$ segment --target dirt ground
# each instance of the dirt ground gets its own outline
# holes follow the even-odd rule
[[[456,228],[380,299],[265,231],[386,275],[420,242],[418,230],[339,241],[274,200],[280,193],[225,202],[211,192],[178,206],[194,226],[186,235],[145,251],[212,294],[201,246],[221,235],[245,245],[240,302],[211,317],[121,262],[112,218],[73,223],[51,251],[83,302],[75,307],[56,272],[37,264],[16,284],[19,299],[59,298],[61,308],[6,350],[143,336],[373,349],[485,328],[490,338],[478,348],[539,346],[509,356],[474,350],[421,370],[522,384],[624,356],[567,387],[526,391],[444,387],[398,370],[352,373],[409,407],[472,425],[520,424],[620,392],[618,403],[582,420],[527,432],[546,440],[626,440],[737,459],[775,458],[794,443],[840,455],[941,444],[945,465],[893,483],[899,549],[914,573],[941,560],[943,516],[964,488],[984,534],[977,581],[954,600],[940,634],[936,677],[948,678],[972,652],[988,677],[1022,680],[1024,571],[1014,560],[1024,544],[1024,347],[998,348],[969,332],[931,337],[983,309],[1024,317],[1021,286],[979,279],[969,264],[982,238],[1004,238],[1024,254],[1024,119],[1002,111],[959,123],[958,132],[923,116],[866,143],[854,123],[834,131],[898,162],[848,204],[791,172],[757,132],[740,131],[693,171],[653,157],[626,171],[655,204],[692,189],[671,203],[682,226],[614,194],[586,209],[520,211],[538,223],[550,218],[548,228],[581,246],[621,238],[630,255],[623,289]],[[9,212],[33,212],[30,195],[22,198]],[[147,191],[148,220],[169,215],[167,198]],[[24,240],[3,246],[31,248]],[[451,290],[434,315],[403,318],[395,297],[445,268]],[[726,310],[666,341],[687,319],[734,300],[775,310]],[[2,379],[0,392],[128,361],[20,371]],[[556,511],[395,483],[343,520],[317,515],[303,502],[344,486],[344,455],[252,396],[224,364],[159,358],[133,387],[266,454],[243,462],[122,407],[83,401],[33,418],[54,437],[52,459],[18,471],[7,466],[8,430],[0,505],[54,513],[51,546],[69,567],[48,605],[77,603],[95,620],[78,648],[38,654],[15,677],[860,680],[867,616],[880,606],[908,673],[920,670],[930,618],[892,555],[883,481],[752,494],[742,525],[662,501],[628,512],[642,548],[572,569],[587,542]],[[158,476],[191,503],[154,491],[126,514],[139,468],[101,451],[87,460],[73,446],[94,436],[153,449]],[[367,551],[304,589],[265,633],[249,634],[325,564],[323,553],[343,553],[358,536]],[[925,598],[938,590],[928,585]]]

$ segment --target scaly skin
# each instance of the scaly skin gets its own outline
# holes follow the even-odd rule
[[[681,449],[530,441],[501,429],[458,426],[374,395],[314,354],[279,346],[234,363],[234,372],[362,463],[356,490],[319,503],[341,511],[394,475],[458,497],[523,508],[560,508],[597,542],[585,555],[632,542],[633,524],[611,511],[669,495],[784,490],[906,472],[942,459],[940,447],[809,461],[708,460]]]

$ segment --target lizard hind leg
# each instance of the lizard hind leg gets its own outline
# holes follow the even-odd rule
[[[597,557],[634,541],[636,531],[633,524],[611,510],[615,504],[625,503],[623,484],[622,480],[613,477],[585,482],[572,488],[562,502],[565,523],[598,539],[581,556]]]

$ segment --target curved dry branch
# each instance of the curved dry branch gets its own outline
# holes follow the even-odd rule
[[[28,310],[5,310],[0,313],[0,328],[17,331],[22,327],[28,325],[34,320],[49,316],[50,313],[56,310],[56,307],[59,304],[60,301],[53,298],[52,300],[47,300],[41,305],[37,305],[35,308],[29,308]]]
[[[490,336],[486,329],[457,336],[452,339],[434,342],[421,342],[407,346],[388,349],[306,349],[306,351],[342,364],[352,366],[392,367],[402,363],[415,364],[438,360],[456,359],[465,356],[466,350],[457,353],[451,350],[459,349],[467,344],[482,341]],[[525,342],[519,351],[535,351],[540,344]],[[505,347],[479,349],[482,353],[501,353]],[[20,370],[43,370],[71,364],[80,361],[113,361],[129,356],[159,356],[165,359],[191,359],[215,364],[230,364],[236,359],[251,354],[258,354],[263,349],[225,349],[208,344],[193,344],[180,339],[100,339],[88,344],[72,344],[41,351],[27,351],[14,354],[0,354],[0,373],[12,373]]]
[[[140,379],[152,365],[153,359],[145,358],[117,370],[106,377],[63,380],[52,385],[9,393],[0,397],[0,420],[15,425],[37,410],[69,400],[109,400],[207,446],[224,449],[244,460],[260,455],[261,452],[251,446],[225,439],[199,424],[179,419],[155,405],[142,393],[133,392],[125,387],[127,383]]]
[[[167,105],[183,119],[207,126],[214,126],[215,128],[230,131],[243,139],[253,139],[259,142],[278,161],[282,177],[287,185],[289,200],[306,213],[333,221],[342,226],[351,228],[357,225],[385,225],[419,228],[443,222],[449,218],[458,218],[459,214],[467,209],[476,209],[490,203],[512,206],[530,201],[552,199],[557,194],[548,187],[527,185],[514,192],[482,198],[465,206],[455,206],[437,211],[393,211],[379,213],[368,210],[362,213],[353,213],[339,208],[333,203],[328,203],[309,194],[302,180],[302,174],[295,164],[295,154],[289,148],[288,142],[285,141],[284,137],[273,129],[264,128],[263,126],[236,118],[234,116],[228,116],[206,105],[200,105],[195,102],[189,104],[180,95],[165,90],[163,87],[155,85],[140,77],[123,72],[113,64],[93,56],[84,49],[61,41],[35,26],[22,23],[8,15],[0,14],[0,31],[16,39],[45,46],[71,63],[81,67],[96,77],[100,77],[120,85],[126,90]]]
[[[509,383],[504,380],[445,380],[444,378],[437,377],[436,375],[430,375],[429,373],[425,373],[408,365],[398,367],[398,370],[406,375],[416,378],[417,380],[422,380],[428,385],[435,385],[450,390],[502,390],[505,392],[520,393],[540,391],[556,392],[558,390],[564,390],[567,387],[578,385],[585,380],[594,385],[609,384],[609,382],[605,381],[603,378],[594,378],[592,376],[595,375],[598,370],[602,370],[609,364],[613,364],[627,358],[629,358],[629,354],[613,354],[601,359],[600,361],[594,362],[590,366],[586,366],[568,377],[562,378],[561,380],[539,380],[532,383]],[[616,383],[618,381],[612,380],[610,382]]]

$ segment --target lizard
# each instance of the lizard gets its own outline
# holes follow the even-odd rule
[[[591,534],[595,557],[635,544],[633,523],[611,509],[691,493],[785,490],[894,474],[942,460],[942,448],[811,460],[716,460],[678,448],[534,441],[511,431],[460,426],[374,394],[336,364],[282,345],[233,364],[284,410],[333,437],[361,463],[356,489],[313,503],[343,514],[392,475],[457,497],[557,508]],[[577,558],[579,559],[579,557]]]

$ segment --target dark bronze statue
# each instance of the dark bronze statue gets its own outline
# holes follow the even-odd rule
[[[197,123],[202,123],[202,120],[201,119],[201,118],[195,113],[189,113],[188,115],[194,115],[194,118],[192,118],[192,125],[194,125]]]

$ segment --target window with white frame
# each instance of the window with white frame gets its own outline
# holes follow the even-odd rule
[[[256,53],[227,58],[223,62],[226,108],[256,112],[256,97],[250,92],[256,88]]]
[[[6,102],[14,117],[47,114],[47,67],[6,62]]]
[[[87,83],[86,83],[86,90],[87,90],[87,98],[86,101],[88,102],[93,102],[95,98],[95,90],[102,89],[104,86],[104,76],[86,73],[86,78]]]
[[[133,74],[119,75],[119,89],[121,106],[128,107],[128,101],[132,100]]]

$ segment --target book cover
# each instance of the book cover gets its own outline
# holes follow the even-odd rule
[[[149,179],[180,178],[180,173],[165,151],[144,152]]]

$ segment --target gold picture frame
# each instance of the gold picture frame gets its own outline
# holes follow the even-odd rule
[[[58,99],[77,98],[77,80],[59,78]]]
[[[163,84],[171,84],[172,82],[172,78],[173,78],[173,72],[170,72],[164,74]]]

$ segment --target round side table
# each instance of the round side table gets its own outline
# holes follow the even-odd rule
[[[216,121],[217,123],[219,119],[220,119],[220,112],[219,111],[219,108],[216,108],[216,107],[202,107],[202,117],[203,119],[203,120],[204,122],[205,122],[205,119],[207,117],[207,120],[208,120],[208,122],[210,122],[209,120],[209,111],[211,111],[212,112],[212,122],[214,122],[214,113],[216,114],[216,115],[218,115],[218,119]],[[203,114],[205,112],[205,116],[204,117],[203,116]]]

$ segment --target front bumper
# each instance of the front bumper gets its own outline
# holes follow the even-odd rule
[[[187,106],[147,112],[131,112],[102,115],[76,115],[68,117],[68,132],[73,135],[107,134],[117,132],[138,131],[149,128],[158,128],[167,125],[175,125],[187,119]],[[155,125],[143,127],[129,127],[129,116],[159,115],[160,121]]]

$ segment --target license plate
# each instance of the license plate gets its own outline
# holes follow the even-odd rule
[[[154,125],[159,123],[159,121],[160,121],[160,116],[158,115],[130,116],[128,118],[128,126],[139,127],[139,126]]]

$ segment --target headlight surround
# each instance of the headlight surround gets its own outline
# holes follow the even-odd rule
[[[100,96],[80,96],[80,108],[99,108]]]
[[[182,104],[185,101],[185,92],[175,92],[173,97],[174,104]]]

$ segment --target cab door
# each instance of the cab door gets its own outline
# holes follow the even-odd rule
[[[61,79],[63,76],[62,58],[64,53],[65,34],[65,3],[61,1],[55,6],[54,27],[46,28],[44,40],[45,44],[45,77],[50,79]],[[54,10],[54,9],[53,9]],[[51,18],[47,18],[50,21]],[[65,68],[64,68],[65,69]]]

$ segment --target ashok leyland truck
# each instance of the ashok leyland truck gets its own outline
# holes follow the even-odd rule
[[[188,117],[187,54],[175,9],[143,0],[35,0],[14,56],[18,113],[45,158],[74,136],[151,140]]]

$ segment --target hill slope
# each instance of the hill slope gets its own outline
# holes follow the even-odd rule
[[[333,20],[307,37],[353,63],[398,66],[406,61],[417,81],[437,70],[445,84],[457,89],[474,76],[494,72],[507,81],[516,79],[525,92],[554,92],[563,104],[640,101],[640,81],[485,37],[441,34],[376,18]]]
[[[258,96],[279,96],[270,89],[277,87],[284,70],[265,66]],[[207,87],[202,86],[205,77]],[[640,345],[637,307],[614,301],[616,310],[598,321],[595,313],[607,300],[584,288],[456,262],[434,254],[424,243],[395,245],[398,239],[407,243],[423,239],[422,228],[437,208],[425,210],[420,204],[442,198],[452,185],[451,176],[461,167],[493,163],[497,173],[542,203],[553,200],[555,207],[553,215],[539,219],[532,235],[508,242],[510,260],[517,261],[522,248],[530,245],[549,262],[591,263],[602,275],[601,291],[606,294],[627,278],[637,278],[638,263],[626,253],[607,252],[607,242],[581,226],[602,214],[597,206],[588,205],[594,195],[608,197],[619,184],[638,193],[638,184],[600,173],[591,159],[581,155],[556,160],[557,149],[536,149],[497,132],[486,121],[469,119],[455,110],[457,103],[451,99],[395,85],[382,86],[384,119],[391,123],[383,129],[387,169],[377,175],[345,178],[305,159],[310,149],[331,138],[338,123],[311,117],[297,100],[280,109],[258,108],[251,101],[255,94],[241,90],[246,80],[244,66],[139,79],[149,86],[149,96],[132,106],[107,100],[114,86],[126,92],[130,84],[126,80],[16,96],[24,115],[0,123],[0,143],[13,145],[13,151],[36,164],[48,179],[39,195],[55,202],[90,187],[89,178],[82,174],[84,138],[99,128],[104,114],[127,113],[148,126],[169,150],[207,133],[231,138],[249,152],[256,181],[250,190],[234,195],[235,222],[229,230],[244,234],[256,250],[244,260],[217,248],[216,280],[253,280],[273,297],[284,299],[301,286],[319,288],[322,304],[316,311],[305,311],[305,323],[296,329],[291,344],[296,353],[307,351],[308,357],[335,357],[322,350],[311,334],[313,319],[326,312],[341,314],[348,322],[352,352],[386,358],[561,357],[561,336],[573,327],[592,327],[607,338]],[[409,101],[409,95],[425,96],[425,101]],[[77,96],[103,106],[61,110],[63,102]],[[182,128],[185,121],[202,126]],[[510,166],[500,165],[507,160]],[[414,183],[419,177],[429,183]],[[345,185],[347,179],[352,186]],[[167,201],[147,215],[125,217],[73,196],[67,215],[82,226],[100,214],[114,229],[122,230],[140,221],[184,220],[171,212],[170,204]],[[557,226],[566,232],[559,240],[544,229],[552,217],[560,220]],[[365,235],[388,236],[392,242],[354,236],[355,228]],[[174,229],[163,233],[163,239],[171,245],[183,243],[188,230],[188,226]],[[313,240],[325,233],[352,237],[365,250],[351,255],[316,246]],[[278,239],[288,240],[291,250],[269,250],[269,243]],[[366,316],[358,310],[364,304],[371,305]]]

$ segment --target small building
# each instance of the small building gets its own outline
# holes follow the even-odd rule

• • • • •

Copy out, word for word, the stretch from the line containing "--target small building" through the end of the rows.

**Exercise response:**
$ segment --target small building
# each instance of the small building gets its own outline
# holes follow the even-odd rule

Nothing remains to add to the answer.